_INFORMATION_
------------

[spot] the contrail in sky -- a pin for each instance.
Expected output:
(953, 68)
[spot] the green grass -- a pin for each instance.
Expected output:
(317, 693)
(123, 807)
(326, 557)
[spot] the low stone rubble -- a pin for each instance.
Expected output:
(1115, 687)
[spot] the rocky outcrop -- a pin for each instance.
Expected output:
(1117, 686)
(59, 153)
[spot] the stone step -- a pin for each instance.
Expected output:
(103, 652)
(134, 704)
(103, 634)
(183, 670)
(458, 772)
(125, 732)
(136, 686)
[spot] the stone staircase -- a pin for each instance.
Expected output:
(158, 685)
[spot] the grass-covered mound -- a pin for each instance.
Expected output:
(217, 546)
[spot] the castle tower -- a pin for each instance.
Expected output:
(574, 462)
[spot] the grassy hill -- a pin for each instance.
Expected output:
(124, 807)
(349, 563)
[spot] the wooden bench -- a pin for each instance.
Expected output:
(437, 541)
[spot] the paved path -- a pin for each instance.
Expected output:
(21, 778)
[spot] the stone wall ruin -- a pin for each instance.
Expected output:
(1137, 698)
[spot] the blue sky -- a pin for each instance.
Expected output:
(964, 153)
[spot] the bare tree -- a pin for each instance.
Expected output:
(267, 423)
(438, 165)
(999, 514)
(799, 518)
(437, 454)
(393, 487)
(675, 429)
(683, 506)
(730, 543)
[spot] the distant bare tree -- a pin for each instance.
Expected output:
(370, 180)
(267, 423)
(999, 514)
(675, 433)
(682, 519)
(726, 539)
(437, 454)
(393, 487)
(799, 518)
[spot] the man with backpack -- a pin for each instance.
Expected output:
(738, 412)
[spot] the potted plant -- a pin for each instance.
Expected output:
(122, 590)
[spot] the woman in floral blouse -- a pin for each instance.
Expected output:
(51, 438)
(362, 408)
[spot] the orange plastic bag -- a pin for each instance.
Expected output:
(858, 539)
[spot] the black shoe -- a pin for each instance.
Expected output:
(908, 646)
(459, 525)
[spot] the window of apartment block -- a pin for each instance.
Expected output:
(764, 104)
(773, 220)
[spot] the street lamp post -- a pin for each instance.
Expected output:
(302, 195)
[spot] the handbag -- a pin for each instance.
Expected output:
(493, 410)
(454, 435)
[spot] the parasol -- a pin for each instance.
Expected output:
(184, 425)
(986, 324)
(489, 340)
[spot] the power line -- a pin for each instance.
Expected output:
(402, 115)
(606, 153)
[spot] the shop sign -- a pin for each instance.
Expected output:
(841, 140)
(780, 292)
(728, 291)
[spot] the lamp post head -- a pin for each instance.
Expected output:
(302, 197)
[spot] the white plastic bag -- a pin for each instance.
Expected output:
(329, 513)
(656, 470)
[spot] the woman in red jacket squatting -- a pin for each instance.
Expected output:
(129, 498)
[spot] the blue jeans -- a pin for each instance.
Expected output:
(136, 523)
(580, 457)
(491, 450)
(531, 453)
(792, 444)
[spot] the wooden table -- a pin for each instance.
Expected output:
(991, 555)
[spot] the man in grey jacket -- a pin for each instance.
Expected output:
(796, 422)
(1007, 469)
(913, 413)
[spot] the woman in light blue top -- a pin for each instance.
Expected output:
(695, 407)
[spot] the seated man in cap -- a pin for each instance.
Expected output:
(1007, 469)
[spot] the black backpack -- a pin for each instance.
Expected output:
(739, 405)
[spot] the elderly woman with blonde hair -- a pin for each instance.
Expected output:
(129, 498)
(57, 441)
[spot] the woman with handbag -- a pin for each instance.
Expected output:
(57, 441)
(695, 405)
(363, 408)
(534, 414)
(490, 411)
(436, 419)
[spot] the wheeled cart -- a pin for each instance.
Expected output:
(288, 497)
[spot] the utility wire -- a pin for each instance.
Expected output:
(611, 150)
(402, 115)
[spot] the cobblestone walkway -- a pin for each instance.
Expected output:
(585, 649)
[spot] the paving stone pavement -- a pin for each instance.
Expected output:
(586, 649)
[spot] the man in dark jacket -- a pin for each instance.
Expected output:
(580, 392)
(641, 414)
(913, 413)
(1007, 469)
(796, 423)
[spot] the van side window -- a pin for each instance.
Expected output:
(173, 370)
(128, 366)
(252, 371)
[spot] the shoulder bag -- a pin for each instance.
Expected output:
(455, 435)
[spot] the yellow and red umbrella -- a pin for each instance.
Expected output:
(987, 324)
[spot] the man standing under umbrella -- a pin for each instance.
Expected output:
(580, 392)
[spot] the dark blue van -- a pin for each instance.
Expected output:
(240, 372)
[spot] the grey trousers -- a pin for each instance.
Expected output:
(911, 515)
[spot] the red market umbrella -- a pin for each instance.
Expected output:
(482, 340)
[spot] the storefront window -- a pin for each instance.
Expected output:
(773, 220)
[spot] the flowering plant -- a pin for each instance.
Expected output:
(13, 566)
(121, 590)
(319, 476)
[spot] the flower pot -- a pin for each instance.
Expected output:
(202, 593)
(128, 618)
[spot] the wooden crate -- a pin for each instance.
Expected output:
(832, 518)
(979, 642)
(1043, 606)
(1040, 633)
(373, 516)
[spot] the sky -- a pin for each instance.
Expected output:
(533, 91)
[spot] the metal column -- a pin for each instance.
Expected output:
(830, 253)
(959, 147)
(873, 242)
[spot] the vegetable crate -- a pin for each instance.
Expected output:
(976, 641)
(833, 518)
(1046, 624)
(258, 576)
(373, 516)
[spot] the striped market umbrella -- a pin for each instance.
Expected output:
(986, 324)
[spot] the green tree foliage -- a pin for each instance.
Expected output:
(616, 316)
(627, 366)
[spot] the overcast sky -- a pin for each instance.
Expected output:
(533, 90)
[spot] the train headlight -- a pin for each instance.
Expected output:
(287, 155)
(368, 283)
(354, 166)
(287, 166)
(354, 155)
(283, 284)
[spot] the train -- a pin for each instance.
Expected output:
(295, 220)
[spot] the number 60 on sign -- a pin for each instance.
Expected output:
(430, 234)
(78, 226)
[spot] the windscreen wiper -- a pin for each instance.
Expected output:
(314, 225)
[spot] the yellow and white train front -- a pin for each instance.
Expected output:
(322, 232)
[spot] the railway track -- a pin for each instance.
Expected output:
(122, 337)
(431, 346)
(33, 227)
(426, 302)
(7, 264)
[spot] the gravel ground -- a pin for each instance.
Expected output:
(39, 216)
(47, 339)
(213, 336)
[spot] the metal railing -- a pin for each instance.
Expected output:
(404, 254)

------------

_PROBLEM TO SOLVE_
May I have all of the records repeated exactly?

_WRITTEN ANSWER_
[spot] the contrail in sky -- a pin for each instance.
Expected output:
(953, 68)
[spot] the green grass -- a pin for each instance.
Expected output:
(317, 693)
(123, 807)
(326, 557)
[spot] the low stone rubble -- a pin for each instance.
Expected output:
(1115, 687)
[spot] the rocky outcrop -- a pin for each instance.
Expected output:
(1117, 686)
(59, 153)
[spot] the stone step -- a pin for each instance.
Expected output:
(103, 652)
(134, 704)
(103, 634)
(183, 670)
(458, 772)
(125, 732)
(136, 686)
[spot] the stone staircase -- a pin for each instance.
Expected output:
(158, 685)
[spot] the grass-covered mound -- a pin for each instance.
Expected output:
(217, 546)
[spot] the castle tower -- a pin for each instance.
Expected output:
(574, 462)
[spot] the grassy hill -- a pin for each instance.
Expected output:
(124, 807)
(349, 563)
[spot] the wooden bench -- a pin for each instance.
Expected output:
(437, 541)
[spot] the paved path -- a pin for each instance.
Expected output:
(21, 778)
[spot] the stone wall ruin -- a pin for each instance.
Expected output:
(1137, 698)
[spot] the blue sky -- a pin for each instance.
Expected output:
(964, 153)
[spot] the bare tree -- a pin for each instance.
Expected output:
(267, 423)
(438, 165)
(999, 514)
(799, 518)
(437, 454)
(393, 487)
(675, 429)
(683, 506)
(730, 543)
[spot] the distant bare tree -- a pin for each instance.
Expected output:
(370, 180)
(267, 423)
(999, 514)
(675, 433)
(682, 519)
(726, 539)
(437, 454)
(393, 487)
(799, 518)
[spot] the man with backpack -- a pin for each instance.
Expected output:
(738, 412)
[spot] the potted plant -- a pin for each instance.
Expected output:
(122, 590)
[spot] the woman in floral blouse -- a pin for each instance.
Expected output:
(51, 438)
(362, 408)
[spot] the orange plastic bag -- a pin for each instance.
Expected output:
(858, 539)
[spot] the black shoe -- a pin for each instance.
Expected output:
(908, 646)
(459, 525)
[spot] the window of apartment block -- a pin for each instance.
Expected output:
(764, 104)
(773, 220)
[spot] the street lamp post -- a pin for each instance.
Expected output:
(302, 195)
[spot] the handbag -- a pin for each instance.
Expected output:
(493, 410)
(454, 435)
[spot] the parasol -- a pin for each instance.
Expected output:
(184, 425)
(986, 324)
(489, 340)
[spot] the power line -- a pin for each instance.
Expected output:
(402, 115)
(606, 153)
[spot] the shop sign -- a pin for each instance.
Expected output:
(841, 140)
(780, 292)
(728, 291)
[spot] the lamp post head -- a pin for each instance.
Expected output:
(302, 197)
[spot] the white plastic bag -- a pin for each instance.
Expected output:
(329, 513)
(656, 470)
[spot] the woman in red jacket squatting -- a pin for each instance.
Expected output:
(129, 498)
[spot] the blue jeans -- a pin for each instance.
Expected output:
(136, 523)
(580, 457)
(491, 450)
(531, 453)
(792, 444)
[spot] the wooden table -- a pin for each instance.
Expected output:
(991, 555)
[spot] the man in grey jacket -- a pin for each instance.
Expected output:
(796, 422)
(1007, 469)
(913, 413)
[spot] the woman in light blue top -- a pin for each instance.
Expected output:
(695, 407)
[spot] the seated man in cap -- a pin for each instance.
Expected output:
(1007, 469)
[spot] the black backpack -- a pin for each instance.
Expected output:
(739, 405)
[spot] the elderly woman with blonde hair -- a pin for each instance.
Expected output:
(129, 498)
(57, 441)
[spot] the woman with handbag -- a pin for each instance.
Expected output:
(57, 441)
(695, 405)
(363, 408)
(534, 414)
(490, 411)
(436, 419)
[spot] the wheeled cart -- a pin for each instance.
Expected output:
(288, 497)
[spot] the utility wire -- a pin for each instance.
Expected output:
(611, 150)
(402, 115)
[spot] the cobblestone walkway -- a pin for each instance.
Expected output:
(585, 649)
[spot] the paving stone pavement -- a pin for each instance.
Expected output:
(586, 649)
[spot] the man in dark jacket -- a pin for each instance.
Expected output:
(580, 392)
(641, 414)
(913, 413)
(1007, 469)
(796, 423)
[spot] the van side window -- a pin for each instance.
Expected output:
(173, 370)
(128, 366)
(252, 371)
[spot] the shoulder bag -- a pin for each instance.
Expected output:
(455, 435)
[spot] the yellow and red umbrella -- a pin for each instance.
Expected output:
(987, 324)
[spot] the man standing under umbrella -- a pin for each instance.
Expected output:
(580, 392)
[spot] the dark blue van -- a pin for each instance.
Expected output:
(240, 372)
[spot] the grey trousers -- a pin for each instance.
Expected output:
(911, 515)
[spot] the red market umbrella -- a pin for each instance.
Expected output:
(482, 340)
[spot] the storefront window -- a pin for each instance.
Expected output:
(773, 220)
[spot] the flowering plant -- a pin for each instance.
Expected output:
(13, 566)
(121, 590)
(319, 476)
[spot] the flower pot -- a pin for each instance.
Expected output:
(202, 593)
(128, 618)
[spot] the wooden crate -- a pin for each instance.
Expected output:
(832, 518)
(979, 642)
(1043, 606)
(1040, 633)
(373, 516)
[spot] the sky -- a pin for each instance.
Expected output:
(533, 91)
[spot] the metal column -- a pin for each instance.
Expected output:
(830, 253)
(959, 147)
(873, 242)
[spot] the vegetable crate -- a pin for each instance.
Expected output:
(976, 641)
(833, 518)
(1046, 624)
(258, 576)
(373, 516)
[spot] the striped market umbrella -- a pin for each instance.
Expected output:
(986, 324)
[spot] the green tree foliage -- a pin for each instance.
Expected output:
(616, 316)
(627, 366)
[spot] the overcast sky -- a pin for each instance.
Expected output:
(533, 90)
[spot] the train headlight -- a pin for each instance.
Expected output:
(287, 155)
(368, 283)
(354, 166)
(287, 166)
(354, 155)
(283, 284)
[spot] the train -- a pin for each instance.
Expected output:
(295, 220)
[spot] the number 60 on sign -- a pin for each instance.
Expected output:
(430, 234)
(78, 226)
[spot] the windscreen wiper -- a pin for each instance.
Expected output:
(314, 225)
[spot] the yellow and white train front -- a pin for each instance.
Expected output:
(322, 232)
[spot] the railway track -- a pin for each instance.
Expected output:
(122, 337)
(431, 346)
(33, 227)
(426, 302)
(7, 264)
[spot] the gravel ground -- a pin for each instance.
Expected output:
(39, 216)
(47, 339)
(213, 336)
[spot] the metal railing -- a pin for each instance.
Expected output:
(404, 254)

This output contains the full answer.